**TASK BRIEF:**
Your reply should be one number, which is how many lines in the listing below contain "instance".
[Start of Attachment]
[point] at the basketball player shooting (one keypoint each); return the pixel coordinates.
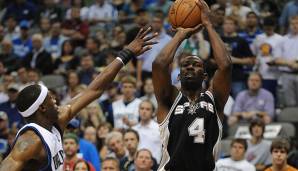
(189, 119)
(38, 145)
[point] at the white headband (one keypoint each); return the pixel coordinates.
(33, 108)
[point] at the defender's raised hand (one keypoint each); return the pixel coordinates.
(142, 41)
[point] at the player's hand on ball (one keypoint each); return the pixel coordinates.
(205, 12)
(143, 41)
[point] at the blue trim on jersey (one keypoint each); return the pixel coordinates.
(48, 167)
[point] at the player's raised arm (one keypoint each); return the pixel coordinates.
(221, 83)
(161, 74)
(27, 148)
(139, 45)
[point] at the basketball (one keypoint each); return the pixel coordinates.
(184, 13)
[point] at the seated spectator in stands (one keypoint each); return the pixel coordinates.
(258, 149)
(265, 48)
(143, 160)
(83, 165)
(68, 60)
(125, 110)
(22, 45)
(54, 42)
(253, 103)
(149, 92)
(51, 10)
(280, 150)
(131, 141)
(110, 164)
(237, 160)
(251, 29)
(22, 10)
(9, 59)
(9, 107)
(114, 141)
(75, 29)
(71, 147)
(39, 58)
(87, 149)
(148, 130)
(93, 48)
(87, 72)
(242, 56)
(11, 30)
(287, 60)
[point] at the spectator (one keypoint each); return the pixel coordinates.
(22, 10)
(22, 45)
(9, 107)
(143, 160)
(290, 10)
(149, 92)
(87, 69)
(114, 141)
(279, 150)
(287, 58)
(253, 103)
(265, 48)
(110, 164)
(125, 110)
(54, 42)
(87, 149)
(83, 9)
(237, 160)
(12, 31)
(258, 149)
(144, 65)
(70, 147)
(51, 10)
(148, 130)
(39, 58)
(75, 28)
(68, 60)
(7, 56)
(242, 57)
(251, 30)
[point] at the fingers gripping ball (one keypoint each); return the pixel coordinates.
(184, 13)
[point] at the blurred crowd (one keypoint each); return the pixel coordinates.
(64, 44)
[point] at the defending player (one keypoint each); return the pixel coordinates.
(190, 121)
(38, 144)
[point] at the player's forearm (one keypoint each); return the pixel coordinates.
(220, 53)
(166, 56)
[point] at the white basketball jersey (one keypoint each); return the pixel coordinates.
(52, 142)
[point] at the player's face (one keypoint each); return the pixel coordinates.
(70, 147)
(145, 111)
(81, 167)
(131, 141)
(143, 161)
(191, 73)
(254, 82)
(109, 165)
(237, 151)
(279, 156)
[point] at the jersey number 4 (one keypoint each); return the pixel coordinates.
(196, 129)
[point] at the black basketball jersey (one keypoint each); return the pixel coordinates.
(191, 134)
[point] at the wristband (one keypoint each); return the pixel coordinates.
(125, 55)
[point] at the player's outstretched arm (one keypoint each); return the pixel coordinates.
(138, 46)
(161, 73)
(28, 147)
(221, 82)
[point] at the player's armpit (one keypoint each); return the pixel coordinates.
(28, 147)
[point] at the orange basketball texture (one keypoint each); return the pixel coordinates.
(184, 13)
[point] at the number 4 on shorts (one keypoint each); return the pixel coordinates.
(196, 129)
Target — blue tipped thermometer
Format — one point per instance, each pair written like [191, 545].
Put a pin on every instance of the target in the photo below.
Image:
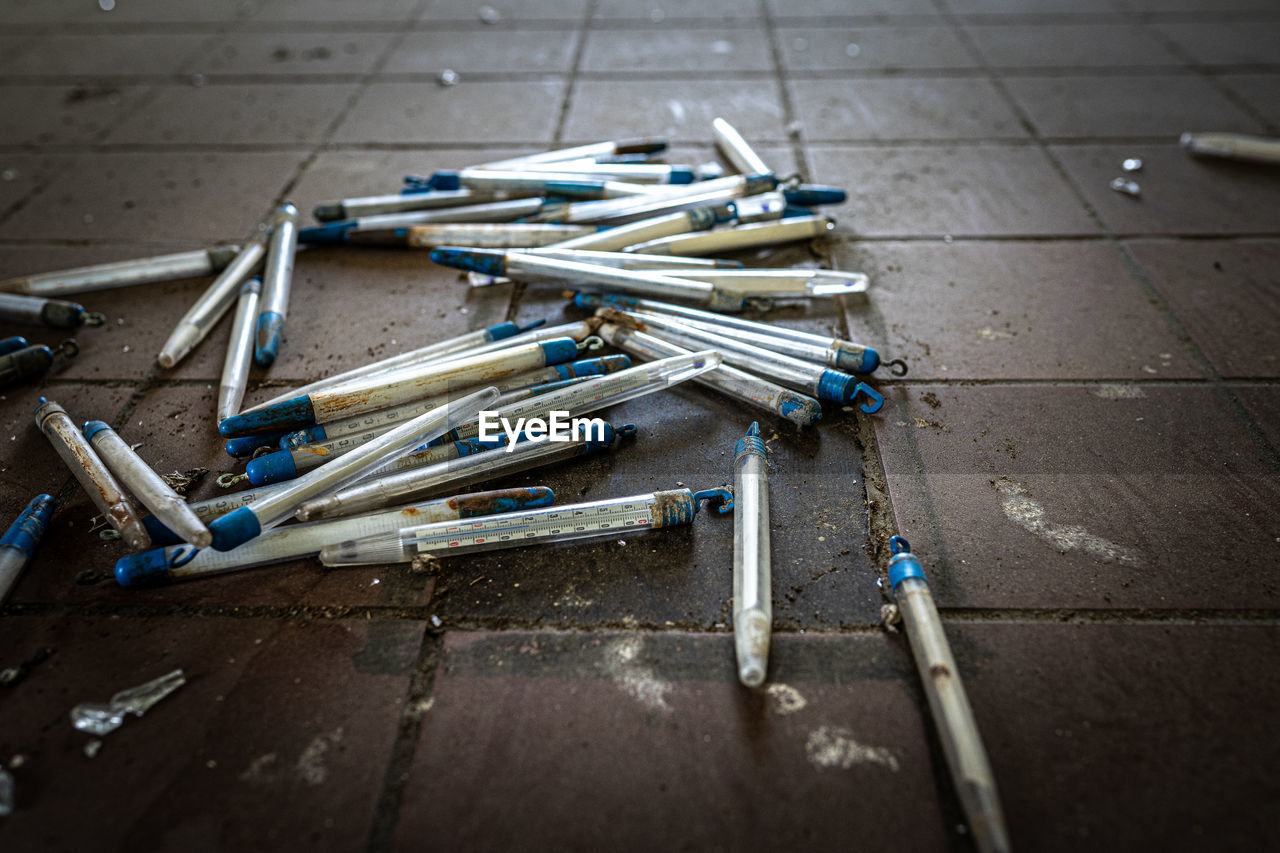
[End of Attachment]
**EXERCISE ANSWER:**
2